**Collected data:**

= = = = = = =

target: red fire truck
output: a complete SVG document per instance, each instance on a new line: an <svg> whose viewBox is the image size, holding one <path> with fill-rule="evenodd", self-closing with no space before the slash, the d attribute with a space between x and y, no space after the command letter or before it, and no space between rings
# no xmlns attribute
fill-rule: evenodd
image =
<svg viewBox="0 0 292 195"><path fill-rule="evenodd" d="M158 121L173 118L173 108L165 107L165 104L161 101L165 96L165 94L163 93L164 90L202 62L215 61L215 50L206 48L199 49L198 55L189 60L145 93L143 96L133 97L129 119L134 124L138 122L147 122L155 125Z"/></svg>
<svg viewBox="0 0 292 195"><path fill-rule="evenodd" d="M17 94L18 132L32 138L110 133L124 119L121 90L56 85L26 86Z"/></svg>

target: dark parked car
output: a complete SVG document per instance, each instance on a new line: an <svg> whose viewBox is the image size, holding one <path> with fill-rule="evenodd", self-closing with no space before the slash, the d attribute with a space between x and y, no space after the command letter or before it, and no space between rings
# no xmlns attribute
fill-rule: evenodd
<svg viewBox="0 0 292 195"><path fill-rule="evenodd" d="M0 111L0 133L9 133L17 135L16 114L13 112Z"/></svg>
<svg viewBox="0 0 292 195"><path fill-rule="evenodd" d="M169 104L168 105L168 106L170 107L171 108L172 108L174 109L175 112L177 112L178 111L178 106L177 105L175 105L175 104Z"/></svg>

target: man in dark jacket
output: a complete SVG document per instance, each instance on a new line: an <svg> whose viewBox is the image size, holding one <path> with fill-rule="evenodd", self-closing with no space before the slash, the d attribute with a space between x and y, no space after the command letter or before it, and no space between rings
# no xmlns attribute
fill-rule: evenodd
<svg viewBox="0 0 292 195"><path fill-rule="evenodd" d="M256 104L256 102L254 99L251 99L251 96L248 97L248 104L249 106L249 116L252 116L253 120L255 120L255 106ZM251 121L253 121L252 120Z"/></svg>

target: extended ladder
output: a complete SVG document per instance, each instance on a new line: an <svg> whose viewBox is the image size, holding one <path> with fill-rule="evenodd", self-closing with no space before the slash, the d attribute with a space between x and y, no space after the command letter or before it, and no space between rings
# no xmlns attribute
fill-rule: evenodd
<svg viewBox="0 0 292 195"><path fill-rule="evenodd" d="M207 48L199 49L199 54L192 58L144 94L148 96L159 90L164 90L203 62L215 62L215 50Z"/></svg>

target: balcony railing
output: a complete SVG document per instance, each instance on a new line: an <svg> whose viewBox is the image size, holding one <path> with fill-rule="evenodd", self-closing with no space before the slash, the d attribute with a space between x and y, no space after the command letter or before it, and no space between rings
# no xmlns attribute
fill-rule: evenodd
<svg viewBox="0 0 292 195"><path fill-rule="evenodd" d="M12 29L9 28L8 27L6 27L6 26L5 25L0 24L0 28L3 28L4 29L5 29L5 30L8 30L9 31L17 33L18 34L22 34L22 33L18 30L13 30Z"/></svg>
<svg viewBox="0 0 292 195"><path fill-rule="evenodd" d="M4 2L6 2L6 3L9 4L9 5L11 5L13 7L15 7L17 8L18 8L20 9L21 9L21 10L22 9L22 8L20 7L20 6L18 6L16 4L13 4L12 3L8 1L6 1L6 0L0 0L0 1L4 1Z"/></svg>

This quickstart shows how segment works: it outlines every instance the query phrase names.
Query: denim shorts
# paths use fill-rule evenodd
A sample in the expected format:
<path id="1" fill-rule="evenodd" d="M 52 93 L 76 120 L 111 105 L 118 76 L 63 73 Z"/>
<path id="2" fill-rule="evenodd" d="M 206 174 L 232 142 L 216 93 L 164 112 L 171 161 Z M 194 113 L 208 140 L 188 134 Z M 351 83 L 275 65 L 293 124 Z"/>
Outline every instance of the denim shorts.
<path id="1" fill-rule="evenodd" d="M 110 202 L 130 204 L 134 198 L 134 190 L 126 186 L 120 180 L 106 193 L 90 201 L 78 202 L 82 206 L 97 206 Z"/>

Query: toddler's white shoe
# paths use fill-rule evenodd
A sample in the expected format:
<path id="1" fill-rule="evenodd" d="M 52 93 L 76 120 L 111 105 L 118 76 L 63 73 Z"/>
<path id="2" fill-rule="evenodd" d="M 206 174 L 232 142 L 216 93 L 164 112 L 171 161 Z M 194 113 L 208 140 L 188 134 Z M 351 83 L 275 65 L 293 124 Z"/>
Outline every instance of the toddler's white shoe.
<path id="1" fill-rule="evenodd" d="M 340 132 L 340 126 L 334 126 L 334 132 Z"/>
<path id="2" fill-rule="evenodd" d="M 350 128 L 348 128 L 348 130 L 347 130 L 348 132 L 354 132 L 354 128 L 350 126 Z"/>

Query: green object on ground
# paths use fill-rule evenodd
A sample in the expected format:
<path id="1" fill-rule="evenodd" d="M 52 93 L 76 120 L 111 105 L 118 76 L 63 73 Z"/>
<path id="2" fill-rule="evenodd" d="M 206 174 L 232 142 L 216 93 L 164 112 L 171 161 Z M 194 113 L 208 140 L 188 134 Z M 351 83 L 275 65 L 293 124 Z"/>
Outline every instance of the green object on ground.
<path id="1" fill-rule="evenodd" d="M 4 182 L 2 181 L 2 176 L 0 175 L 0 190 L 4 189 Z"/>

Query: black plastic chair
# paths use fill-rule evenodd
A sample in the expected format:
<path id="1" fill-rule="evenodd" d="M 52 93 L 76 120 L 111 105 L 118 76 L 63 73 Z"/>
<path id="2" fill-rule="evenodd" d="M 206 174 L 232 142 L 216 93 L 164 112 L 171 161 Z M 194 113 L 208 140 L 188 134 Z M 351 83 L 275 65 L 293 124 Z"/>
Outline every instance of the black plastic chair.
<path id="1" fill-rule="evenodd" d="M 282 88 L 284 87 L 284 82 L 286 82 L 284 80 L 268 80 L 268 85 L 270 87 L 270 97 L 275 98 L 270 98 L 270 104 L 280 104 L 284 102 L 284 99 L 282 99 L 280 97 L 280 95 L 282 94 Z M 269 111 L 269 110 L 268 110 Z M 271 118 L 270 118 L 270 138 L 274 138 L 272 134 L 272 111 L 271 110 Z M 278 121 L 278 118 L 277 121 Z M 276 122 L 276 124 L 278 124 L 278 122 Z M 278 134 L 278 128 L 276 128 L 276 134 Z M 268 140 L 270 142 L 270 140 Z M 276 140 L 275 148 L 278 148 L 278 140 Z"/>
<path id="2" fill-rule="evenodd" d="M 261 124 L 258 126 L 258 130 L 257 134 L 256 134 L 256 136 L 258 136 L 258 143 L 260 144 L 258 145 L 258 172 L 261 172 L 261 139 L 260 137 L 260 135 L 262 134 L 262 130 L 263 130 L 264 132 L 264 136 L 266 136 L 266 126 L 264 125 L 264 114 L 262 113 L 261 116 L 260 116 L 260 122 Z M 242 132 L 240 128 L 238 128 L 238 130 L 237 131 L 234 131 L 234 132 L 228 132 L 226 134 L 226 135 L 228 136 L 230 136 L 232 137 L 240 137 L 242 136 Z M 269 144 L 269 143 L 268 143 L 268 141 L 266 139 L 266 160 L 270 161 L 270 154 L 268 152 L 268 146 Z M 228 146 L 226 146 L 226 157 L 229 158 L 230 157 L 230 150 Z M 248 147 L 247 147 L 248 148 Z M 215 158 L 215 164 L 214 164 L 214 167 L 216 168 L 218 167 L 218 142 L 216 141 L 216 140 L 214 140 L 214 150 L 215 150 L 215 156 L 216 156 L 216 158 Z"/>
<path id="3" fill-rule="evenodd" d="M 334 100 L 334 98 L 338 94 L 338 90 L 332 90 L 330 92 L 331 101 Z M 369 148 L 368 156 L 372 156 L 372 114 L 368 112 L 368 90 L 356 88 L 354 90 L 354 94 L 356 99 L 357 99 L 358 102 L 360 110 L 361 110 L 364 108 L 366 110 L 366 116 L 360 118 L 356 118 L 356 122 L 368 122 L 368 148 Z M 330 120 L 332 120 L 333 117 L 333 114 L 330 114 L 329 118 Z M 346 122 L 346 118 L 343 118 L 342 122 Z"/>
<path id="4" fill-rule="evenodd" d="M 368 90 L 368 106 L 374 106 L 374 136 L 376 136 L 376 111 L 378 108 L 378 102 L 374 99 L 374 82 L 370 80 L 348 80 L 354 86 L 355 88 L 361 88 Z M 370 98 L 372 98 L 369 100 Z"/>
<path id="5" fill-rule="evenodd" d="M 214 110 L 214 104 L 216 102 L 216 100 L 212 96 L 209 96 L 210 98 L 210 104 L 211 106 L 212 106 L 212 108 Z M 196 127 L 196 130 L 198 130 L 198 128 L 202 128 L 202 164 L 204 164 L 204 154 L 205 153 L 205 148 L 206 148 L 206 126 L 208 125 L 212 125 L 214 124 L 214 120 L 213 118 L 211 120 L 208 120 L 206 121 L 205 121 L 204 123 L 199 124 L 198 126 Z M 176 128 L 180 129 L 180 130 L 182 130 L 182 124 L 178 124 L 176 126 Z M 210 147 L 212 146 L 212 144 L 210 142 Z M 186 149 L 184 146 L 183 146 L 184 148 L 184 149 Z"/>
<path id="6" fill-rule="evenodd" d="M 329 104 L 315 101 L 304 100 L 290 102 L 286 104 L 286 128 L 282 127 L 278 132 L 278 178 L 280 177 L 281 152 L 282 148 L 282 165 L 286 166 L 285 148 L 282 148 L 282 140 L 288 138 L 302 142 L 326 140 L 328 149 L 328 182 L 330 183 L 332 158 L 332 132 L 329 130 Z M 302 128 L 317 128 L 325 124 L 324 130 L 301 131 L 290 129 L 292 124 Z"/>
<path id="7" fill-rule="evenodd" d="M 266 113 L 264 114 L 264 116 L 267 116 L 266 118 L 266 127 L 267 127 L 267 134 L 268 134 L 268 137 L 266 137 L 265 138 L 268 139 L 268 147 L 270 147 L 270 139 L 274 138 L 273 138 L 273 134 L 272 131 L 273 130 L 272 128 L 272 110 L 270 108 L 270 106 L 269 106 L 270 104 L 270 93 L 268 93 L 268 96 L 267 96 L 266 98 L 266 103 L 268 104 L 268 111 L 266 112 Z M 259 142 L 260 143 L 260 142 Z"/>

= = = = = = =

**Requirements:** Convert everything above, from the first line down to the line containing "104L256 102L254 99L251", into a JSON list of strings with one string per line, leaving out blank lines.

**Reply to the exercise:**
[
  "target: red fire truck",
  "output: a complete SVG document per instance, each instance on a new line: an <svg> whose viewBox is the image size, holding one <path> with fill-rule=\"evenodd\", self-closing with no space before the slash, the d attribute with a space between x and y, no space after the command letter or before it, and no space between rings",
  "# no xmlns attribute",
  "fill-rule: evenodd",
  "image =",
  "<svg viewBox=\"0 0 292 195\"><path fill-rule=\"evenodd\" d=\"M158 121L173 118L173 108L165 107L165 104L161 101L165 96L165 94L163 93L164 90L202 62L215 61L215 50L206 48L199 49L198 55L189 60L145 93L143 96L133 97L129 119L134 124L138 122L147 122L155 125Z\"/></svg>",
  "<svg viewBox=\"0 0 292 195\"><path fill-rule=\"evenodd\" d=\"M17 94L18 132L32 138L110 133L124 119L121 90L56 85L26 86Z\"/></svg>",
  "target: dark parked car",
  "output: a complete SVG document per instance, each instance on a new line: an <svg> whose viewBox is the image size, holding one <path> with fill-rule=\"evenodd\", self-closing with no space before the slash, the d attribute with a space between x and y, no space after the command letter or before it, and no space between rings",
  "# no xmlns attribute",
  "fill-rule: evenodd",
  "<svg viewBox=\"0 0 292 195\"><path fill-rule=\"evenodd\" d=\"M0 111L0 133L9 133L17 135L16 114L13 112Z\"/></svg>",
  "<svg viewBox=\"0 0 292 195\"><path fill-rule=\"evenodd\" d=\"M169 104L168 105L168 106L170 107L171 108L172 108L174 109L175 112L177 112L178 111L178 106L177 105L175 105L175 104Z\"/></svg>",
  "target: man in dark jacket",
  "output: a complete SVG document per instance, each instance on a new line: an <svg> whose viewBox is the image size, holding one <path> with fill-rule=\"evenodd\", self-closing with no space before the slash, the d attribute with a space between x and y, no space after the command letter or before it, and no space between rings",
  "# no xmlns attribute",
  "fill-rule: evenodd",
  "<svg viewBox=\"0 0 292 195\"><path fill-rule=\"evenodd\" d=\"M256 104L256 102L254 99L251 99L251 96L248 97L248 104L249 106L249 116L252 116L253 120L255 120L255 106ZM251 121L253 121L252 120Z\"/></svg>"
]